SOURCE RECORDS —
■ ■ ■ ■ ■

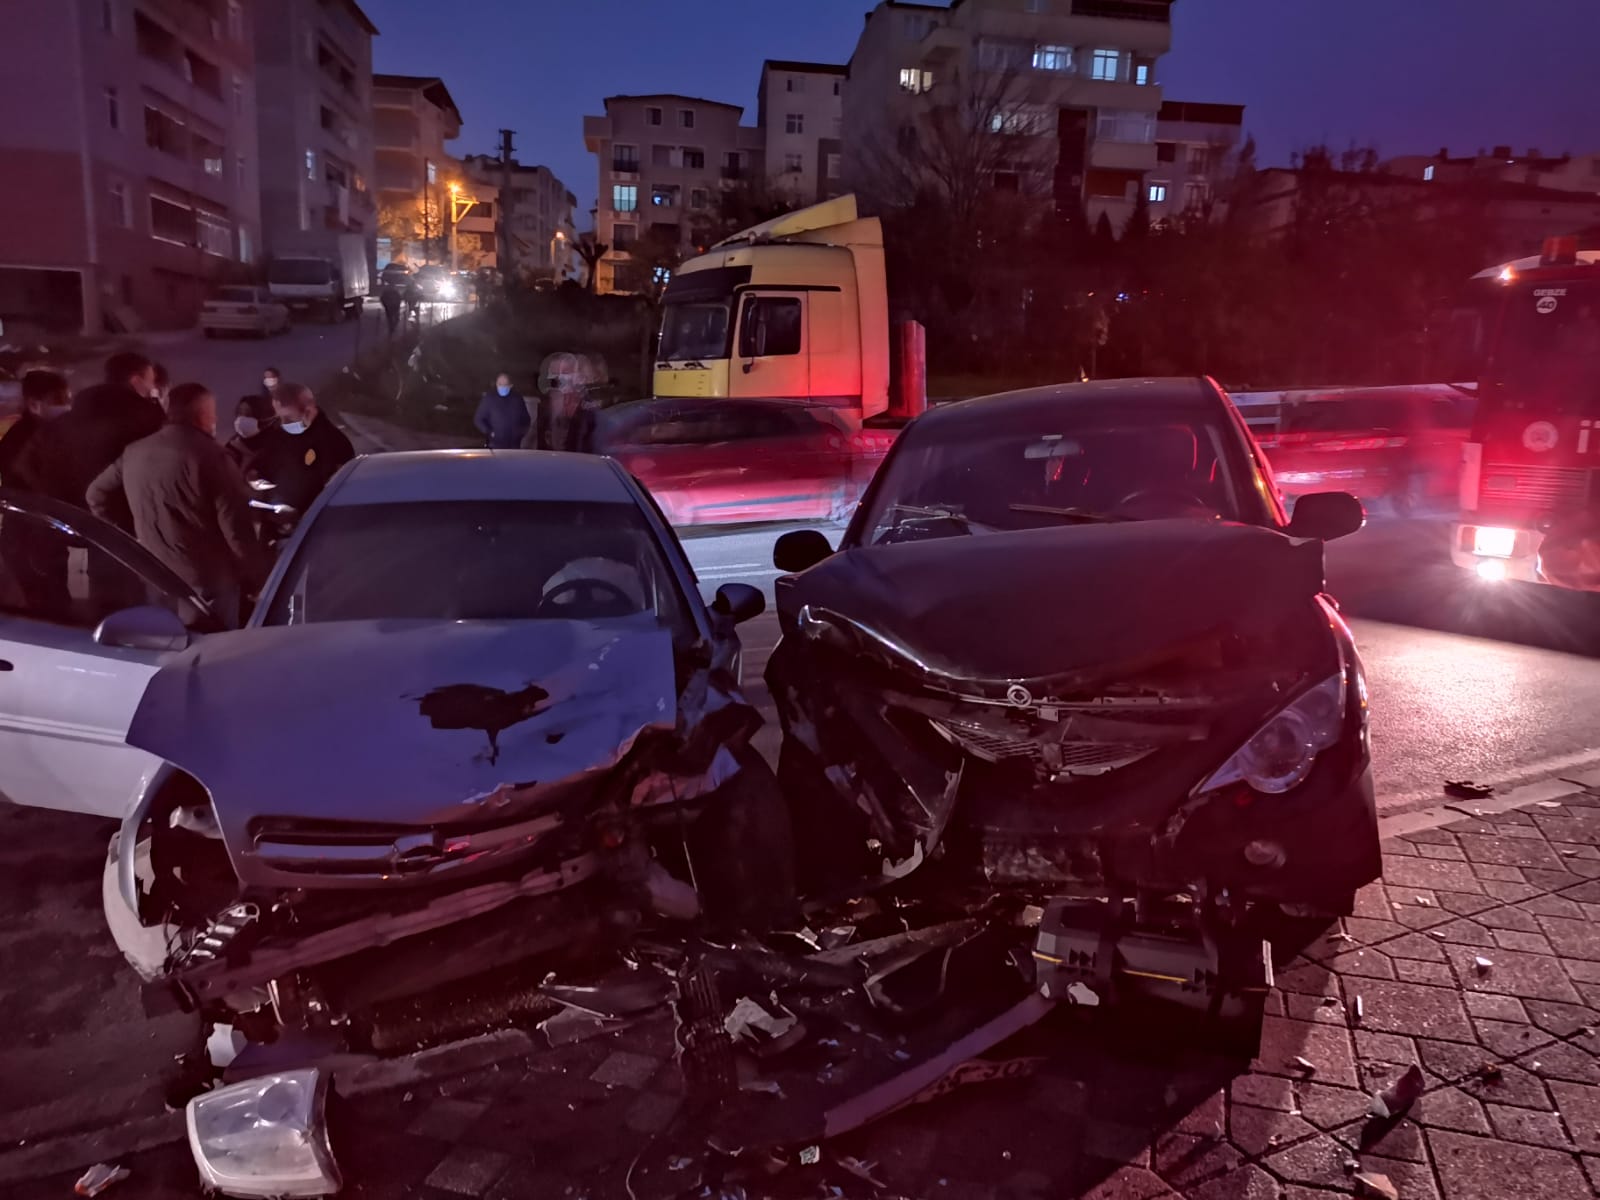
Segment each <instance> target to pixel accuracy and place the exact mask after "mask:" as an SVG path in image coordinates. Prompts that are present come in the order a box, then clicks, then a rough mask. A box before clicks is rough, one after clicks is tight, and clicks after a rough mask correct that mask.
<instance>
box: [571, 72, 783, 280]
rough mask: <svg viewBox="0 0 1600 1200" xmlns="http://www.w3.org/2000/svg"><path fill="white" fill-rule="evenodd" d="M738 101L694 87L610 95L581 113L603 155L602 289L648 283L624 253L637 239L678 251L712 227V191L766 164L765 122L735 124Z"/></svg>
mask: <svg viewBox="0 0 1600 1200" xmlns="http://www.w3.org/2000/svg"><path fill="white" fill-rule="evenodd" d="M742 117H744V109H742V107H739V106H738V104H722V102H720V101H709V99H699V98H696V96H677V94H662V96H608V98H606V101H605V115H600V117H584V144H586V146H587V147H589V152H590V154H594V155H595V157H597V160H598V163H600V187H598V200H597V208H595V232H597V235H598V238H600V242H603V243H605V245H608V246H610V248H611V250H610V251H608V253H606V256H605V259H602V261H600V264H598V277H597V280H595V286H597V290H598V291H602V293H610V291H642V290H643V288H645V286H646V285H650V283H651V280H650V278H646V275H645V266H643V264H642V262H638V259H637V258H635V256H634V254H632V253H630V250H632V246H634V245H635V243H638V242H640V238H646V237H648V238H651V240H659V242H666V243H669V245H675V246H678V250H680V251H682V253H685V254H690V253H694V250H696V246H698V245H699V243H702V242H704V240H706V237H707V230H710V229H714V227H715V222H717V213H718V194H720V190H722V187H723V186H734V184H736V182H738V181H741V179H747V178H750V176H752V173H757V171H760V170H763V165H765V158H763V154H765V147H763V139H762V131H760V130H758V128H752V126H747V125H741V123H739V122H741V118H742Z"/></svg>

■ ■ ■ ■ ■

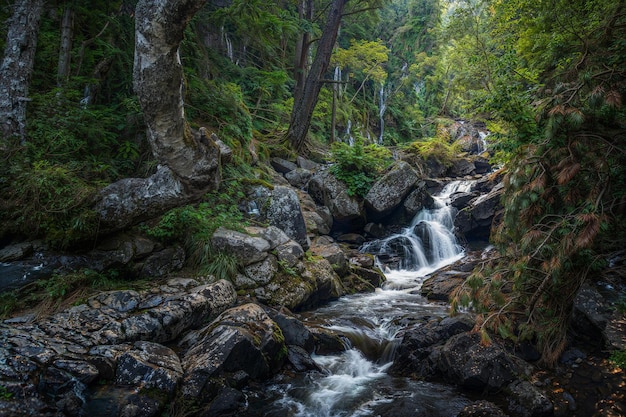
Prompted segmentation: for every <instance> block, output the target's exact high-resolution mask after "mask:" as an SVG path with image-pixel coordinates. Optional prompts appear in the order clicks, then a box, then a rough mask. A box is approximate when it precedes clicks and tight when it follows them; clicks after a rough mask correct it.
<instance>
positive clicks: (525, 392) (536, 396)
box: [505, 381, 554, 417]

■ ■ ■ ■ ■

TASK STATEMENT — Rewrite only the lines from the one containing "Prompted segmentation: for" through the one containing "box: [505, 381, 554, 417]". Swap "rough mask" for "coarse mask" and leave everything else as it is.

OUTPUT —
Prompted segmentation: for every <instance> block, output the target's exact high-resolution mask after "mask:" as an SVG path with image-pixel coordinates. Optional prompts appear in the order clicks, then a box, then a coarse mask. A box is approximate when it precedes clicks and tight when it follows them; clicks after a coarse mask correct it.
<instance>
positive clicks: (525, 392) (536, 396)
box: [505, 381, 554, 417]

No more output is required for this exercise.